Pointing records
**********
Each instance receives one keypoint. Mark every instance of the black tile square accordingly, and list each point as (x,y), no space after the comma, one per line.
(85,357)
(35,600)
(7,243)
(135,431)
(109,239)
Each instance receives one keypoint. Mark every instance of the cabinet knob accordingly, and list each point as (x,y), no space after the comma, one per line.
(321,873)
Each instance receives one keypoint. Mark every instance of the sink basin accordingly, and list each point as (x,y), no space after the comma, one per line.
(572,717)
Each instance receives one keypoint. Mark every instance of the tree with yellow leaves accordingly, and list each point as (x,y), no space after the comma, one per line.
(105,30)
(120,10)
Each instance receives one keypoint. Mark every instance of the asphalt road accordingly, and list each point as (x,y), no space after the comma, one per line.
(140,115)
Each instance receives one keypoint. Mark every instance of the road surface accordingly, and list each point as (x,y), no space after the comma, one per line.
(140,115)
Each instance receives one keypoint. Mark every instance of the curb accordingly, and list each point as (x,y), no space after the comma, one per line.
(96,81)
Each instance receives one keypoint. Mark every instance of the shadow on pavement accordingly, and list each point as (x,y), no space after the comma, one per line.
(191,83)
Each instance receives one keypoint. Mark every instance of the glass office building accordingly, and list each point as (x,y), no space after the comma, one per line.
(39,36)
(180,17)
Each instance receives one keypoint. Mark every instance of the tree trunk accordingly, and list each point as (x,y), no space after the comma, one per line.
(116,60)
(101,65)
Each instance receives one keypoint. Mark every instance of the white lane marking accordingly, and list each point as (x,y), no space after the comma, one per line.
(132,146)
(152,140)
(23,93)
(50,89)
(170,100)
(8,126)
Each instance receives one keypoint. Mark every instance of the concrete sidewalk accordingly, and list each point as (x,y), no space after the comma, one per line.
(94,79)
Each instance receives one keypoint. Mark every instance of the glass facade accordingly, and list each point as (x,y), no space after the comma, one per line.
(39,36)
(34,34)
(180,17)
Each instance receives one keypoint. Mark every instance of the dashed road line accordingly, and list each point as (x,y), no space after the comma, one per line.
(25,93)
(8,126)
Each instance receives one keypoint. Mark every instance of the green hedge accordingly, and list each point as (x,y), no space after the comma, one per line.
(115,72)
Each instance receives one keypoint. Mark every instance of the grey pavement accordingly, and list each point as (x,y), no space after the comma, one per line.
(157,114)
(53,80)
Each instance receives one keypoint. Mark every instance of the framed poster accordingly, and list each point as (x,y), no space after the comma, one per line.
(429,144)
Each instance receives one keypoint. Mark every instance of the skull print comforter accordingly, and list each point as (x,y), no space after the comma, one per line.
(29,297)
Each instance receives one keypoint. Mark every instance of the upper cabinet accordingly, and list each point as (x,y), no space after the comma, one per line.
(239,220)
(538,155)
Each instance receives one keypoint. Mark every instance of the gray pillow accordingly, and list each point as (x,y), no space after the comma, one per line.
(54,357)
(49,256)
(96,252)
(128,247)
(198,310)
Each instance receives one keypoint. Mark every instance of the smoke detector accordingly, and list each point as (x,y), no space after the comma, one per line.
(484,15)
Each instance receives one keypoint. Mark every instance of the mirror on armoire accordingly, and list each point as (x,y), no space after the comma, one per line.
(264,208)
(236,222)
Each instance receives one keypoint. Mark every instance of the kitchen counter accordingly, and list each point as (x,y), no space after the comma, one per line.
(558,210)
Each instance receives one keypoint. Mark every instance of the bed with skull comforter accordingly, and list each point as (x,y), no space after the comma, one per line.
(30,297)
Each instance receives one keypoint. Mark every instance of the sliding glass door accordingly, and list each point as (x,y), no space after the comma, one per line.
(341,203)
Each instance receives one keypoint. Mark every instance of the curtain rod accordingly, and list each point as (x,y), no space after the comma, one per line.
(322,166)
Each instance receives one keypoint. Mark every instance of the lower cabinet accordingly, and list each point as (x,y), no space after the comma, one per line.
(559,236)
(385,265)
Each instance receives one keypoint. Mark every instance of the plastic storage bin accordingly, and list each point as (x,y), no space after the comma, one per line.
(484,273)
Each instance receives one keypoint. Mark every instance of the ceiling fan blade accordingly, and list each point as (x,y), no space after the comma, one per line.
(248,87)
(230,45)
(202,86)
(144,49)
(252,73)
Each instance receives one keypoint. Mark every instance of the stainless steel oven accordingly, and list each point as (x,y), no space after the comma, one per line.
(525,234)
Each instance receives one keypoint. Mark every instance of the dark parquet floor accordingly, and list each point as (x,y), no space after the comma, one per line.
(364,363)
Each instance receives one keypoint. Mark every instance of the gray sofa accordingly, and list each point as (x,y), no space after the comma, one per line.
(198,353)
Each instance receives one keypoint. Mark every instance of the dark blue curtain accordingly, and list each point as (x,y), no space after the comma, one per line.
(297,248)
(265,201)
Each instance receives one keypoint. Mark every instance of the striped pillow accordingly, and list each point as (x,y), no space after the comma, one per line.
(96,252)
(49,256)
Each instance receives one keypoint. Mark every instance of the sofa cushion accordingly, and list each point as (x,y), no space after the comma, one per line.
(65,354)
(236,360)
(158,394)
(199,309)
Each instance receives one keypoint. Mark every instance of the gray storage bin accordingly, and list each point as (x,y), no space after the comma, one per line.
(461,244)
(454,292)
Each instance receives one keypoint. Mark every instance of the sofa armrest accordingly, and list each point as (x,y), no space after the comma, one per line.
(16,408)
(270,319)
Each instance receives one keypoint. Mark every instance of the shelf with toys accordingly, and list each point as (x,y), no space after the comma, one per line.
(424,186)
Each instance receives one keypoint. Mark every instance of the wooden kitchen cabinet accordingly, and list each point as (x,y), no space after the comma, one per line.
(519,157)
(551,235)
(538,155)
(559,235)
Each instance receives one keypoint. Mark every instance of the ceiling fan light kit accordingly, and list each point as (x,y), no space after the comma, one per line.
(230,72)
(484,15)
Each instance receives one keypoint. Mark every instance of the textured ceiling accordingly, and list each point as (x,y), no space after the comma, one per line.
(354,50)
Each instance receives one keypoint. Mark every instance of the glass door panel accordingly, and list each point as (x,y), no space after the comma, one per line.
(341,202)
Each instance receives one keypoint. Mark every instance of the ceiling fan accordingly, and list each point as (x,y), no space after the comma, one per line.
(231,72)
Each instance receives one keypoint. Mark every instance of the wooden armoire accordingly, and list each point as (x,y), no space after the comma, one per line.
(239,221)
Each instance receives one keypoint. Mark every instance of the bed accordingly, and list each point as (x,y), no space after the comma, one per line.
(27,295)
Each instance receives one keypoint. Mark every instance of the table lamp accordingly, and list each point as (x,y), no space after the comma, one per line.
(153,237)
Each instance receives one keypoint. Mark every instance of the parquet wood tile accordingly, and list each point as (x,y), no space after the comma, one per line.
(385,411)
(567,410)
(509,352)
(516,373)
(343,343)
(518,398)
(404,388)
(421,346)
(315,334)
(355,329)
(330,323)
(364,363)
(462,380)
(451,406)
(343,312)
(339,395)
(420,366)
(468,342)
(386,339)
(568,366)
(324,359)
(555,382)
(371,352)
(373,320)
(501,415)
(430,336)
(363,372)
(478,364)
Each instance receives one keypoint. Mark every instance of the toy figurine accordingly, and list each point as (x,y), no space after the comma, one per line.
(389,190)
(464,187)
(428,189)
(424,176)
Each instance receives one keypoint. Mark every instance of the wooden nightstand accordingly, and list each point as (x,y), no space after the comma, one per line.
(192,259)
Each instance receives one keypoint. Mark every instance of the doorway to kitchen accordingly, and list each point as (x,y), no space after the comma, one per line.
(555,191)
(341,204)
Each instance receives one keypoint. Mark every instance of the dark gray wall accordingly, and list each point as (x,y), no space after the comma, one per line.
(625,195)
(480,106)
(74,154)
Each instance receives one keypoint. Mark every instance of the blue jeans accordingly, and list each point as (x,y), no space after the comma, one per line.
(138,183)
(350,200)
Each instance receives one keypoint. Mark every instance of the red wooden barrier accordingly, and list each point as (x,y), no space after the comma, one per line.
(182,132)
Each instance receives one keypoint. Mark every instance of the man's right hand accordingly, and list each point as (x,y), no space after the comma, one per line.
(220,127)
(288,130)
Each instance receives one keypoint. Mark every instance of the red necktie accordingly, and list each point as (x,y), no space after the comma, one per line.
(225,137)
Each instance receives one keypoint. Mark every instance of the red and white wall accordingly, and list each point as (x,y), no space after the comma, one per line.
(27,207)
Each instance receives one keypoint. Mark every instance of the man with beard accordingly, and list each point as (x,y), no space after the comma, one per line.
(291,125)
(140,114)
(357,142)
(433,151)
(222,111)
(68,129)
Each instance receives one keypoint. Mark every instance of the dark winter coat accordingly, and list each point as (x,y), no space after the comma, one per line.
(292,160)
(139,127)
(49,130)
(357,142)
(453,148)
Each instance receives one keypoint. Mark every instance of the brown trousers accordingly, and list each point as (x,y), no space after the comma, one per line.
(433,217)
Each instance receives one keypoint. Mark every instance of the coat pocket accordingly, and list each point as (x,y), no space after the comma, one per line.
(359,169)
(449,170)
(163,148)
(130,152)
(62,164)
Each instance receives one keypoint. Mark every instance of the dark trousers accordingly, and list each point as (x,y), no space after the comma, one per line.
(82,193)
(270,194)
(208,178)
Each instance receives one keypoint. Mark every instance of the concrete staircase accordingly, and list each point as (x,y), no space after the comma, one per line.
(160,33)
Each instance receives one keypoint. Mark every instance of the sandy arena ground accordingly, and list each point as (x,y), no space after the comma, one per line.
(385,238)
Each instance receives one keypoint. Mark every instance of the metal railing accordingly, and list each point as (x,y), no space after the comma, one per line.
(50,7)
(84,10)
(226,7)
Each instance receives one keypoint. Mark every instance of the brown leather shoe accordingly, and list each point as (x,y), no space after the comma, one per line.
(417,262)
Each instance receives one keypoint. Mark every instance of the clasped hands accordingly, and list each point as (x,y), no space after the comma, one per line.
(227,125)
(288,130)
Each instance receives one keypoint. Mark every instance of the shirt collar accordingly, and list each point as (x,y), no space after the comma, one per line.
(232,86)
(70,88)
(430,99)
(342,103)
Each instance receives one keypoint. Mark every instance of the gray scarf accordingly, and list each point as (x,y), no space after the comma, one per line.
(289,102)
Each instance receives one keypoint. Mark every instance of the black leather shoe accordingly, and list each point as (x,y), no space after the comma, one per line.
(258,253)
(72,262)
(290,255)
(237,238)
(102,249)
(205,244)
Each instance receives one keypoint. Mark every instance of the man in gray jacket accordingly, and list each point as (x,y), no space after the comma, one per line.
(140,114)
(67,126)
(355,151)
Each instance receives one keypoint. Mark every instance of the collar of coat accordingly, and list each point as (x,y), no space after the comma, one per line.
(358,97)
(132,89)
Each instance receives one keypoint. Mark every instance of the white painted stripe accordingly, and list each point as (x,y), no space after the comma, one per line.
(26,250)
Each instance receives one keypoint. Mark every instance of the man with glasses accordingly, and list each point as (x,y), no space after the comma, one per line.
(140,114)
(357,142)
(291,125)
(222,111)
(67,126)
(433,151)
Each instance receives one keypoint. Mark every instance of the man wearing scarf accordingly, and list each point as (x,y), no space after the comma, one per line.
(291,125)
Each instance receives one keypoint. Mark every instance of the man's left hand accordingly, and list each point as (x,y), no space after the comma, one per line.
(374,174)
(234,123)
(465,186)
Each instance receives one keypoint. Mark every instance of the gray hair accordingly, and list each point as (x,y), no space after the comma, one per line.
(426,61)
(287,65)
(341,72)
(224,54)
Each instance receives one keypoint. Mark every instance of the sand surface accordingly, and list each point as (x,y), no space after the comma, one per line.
**********
What this task involves: Everything from the line containing "man with glasses" to the end of the data above should be quoted exactly, please, both ends included, and nothing outside that span.

Exercise result:
Each instance receives one keypoint. Mark every instance of the man with glasses accordingly, and list each point as (x,y), no space after the comma, one per line.
(140,114)
(357,142)
(291,125)
(222,111)
(67,126)
(433,151)
Each instance receives one keypoint. Mark every instance of the man wearing scarf accordingly, and list each point as (x,y), no space after the comma, one per line.
(291,125)
Each instance receives one keypoint. Mark every instance of the man's left hand accordingly, and list each point as (x,y), no space after the comma, one per line.
(374,174)
(234,123)
(465,186)
Each instance receives one keypoint. Mark every instance of the gray hair accordingly, and list each point as (x,y), no space after the comma, one per line.
(426,61)
(287,65)
(341,72)
(224,54)
Each instance receives one keypoint. Mark every instance of the sand surface accordingly, and list each point as (x,y), no space after the comma, one per line.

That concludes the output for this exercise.